• **Provided records**
"""

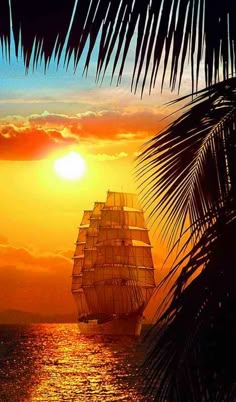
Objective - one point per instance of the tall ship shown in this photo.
(113, 272)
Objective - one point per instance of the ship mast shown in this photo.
(123, 271)
(113, 271)
(76, 287)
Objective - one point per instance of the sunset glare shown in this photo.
(70, 167)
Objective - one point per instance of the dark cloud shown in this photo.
(30, 143)
(34, 282)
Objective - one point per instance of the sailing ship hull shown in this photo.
(116, 326)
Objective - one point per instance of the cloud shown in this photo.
(37, 135)
(28, 143)
(35, 282)
(106, 157)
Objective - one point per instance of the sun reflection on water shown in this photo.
(67, 366)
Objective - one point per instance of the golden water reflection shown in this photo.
(72, 367)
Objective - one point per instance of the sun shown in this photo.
(70, 167)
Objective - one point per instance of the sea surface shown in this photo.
(53, 362)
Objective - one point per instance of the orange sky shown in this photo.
(41, 118)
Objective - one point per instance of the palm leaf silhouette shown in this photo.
(190, 166)
(192, 359)
(165, 35)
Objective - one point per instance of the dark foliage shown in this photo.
(172, 29)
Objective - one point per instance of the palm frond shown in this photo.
(5, 28)
(41, 28)
(165, 34)
(187, 167)
(194, 351)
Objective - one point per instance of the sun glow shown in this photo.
(70, 167)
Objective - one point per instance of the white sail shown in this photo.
(132, 233)
(113, 269)
(122, 218)
(120, 199)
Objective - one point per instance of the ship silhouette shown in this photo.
(113, 272)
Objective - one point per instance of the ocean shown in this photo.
(53, 362)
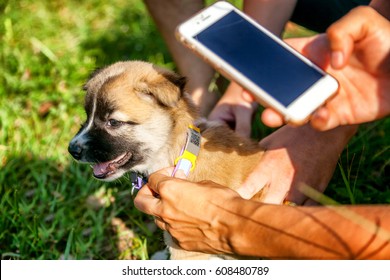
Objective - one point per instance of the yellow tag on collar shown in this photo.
(187, 159)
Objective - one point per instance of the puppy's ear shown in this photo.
(167, 88)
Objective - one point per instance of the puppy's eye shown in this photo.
(114, 123)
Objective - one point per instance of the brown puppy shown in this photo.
(137, 120)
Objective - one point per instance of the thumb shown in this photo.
(344, 33)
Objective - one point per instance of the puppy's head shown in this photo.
(131, 112)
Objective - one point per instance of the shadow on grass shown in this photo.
(132, 36)
(55, 211)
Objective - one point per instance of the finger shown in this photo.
(253, 184)
(271, 118)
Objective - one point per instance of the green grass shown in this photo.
(50, 207)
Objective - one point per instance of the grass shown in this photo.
(50, 207)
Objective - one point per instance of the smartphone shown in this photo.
(240, 49)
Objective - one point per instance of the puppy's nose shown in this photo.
(75, 150)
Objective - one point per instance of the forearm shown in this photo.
(284, 232)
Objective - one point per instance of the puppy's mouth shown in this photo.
(106, 169)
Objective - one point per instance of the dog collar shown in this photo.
(187, 159)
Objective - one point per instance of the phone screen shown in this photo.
(269, 65)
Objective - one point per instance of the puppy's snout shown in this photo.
(76, 150)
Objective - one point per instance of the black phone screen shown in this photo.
(257, 56)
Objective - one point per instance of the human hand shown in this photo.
(356, 52)
(195, 214)
(236, 108)
(294, 156)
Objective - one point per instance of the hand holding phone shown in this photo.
(242, 50)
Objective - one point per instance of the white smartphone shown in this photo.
(243, 51)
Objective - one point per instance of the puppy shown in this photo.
(137, 120)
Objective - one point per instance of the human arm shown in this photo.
(207, 217)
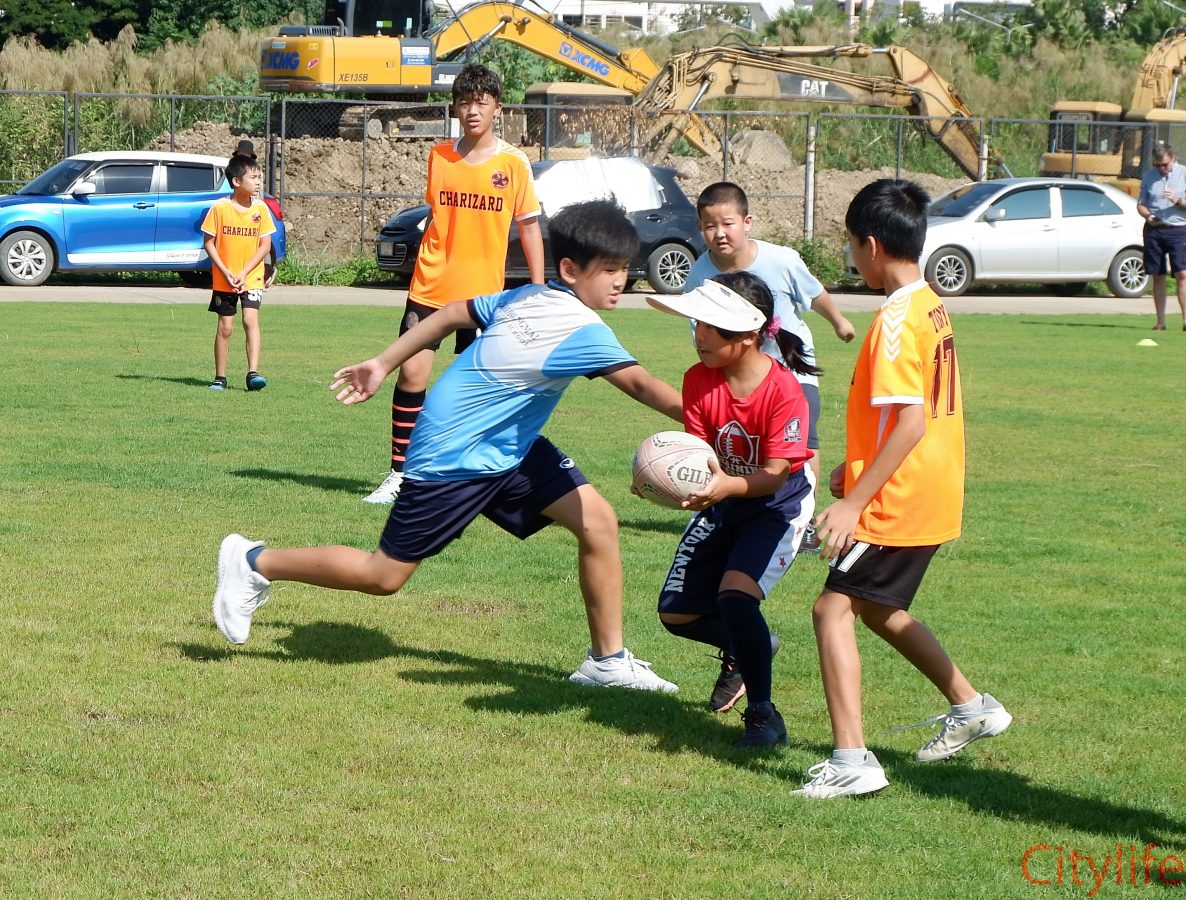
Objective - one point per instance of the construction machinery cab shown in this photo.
(364, 18)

"""

• **Your task**
Please render all of the material above as a Markdown table with the columns No. and Line, giving each nonblank line its own numbered row and leaving out the pictures.

• **Response to the exercise**
| No. | Line |
|---|---|
| 1 | Objective - one point per instance of the tall ship shown in this photo. |
| 2 | (113, 272) |
| 3 | Objective - one point per instance of the ship mast shown in this photo. |
| 4 | (123, 271) |
| 5 | (113, 271) |
| 6 | (76, 287) |
| 7 | Objective - one point per instance of the sunset glare shown in this photo. |
| 8 | (70, 167) |
| 9 | Objective - one point per instance of the dark cloud shown in this photo. |
| 10 | (30, 143) |
| 11 | (34, 282) |
| 12 | Objective - one point per instance of the sailing ship hull shown in this photo. |
| 13 | (116, 326) |
| 14 | Objective - one point per instance of the cloud shown in this photo. |
| 15 | (37, 135) |
| 16 | (28, 143) |
| 17 | (35, 282) |
| 18 | (106, 157) |
| 19 | Objective - one point per instance of the sun reflection on water shown in this photo. |
| 20 | (67, 366) |
| 21 | Objective - one point per instance of the golden water reflection shown in this photo. |
| 22 | (72, 367) |
| 23 | Objective - one point per instance of the sun shown in this photo. |
| 24 | (70, 167) |
| 25 | Objective - one point per instance of the sea surface shown in this photo. |
| 26 | (53, 362) |
| 27 | Objective - one point per instance of the orange sky shown in this photo. |
| 28 | (41, 118) |
| 29 | Objective - one point per instance of the palm leaf silhouette shown in this photo. |
| 30 | (190, 166) |
| 31 | (192, 359) |
| 32 | (165, 35) |
| 33 | Objective - one point per instance of the dark foliage shown in this photo. |
| 34 | (172, 29) |
| 35 | Objective - one point per instance of the palm frond shown in this photo. |
| 36 | (5, 28) |
| 37 | (41, 28) |
| 38 | (165, 34) |
| 39 | (187, 167) |
| 40 | (194, 351) |
| 41 | Objective - one point per instance of the sun glow shown in this photo. |
| 42 | (70, 167) |
| 43 | Objective - one point per instance of the white sail shown in this photo. |
| 44 | (132, 233) |
| 45 | (113, 269) |
| 46 | (122, 218) |
| 47 | (120, 199) |
| 48 | Objective - one point per instance of the ship silhouette shown in this photo. |
| 49 | (113, 272) |
| 50 | Objective - one point per instance of the ocean shown in this photo. |
| 51 | (53, 362) |
| 52 | Objective - one point per instance of the yellow tag on collar shown in this photo. |
| 53 | (187, 159) |
| 54 | Objective - one point per instance of the puppy's ear shown in this photo. |
| 55 | (167, 88) |
| 56 | Objective - one point per instance of the puppy's eye shown in this photo. |
| 57 | (114, 123) |
| 58 | Objective - one point per instance of the brown puppy shown in this photo. |
| 59 | (137, 120) |
| 60 | Objective - one point per instance of the thumb shown in this photo. |
| 61 | (344, 33) |
| 62 | Objective - one point per instance of the puppy's head shown in this photo. |
| 63 | (131, 112) |
| 64 | Objective - one point per instance of the shadow on grass shown in this photo. |
| 65 | (132, 36) |
| 66 | (55, 211) |
| 67 | Objective - one point per instance of the finger shown in this photo. |
| 68 | (253, 184) |
| 69 | (271, 118) |
| 70 | Objective - one point per instance of the green grass shown in this photo. |
| 71 | (50, 207) |
| 72 | Objective - one point per instance of the grass shown in this photo. |
| 73 | (50, 207) |
| 74 | Objective - one point per instance of the smartphone shown in this photo. |
| 75 | (240, 49) |
| 76 | Objective - one point per instance of the puppy's nose shown in this photo. |
| 77 | (75, 150) |
| 78 | Objective - one point per instance of the forearm shown in this photo. |
| 79 | (284, 232) |
| 80 | Objective - one point per instance of the puppy's mouth shown in this photo. |
| 81 | (106, 169) |
| 82 | Objective - one point per instance of the dog collar shown in this photo. |
| 83 | (187, 159) |
| 84 | Objective - one point per instance of the phone screen shown in this photo. |
| 85 | (269, 65) |
| 86 | Objective - one point per instance of the puppy's snout shown in this photo. |
| 87 | (76, 150) |
| 88 | Objective - one point per instance of the black phone screen shown in this photo. |
| 89 | (257, 56) |
| 90 | Objective - one point per instance of the human hand shown in this photo. |
| 91 | (356, 52) |
| 92 | (195, 214) |
| 93 | (236, 108) |
| 94 | (294, 156) |
| 95 | Objective - one point per instance of the hand holding phone shown in this photo. |
| 96 | (242, 50) |
| 97 | Objective - one point per instance of the white smartphone shown in this photo. |
| 98 | (243, 51) |
| 99 | Objective - one point per instance of the puppy shown in this photo. |
| 100 | (137, 120) |
| 101 | Objective - one point per instance of the human arm shown in this photo. |
| 102 | (207, 217) |
| 103 | Objective - one point per instance of the construction machinery cab shown in this photo. |
| 104 | (364, 18) |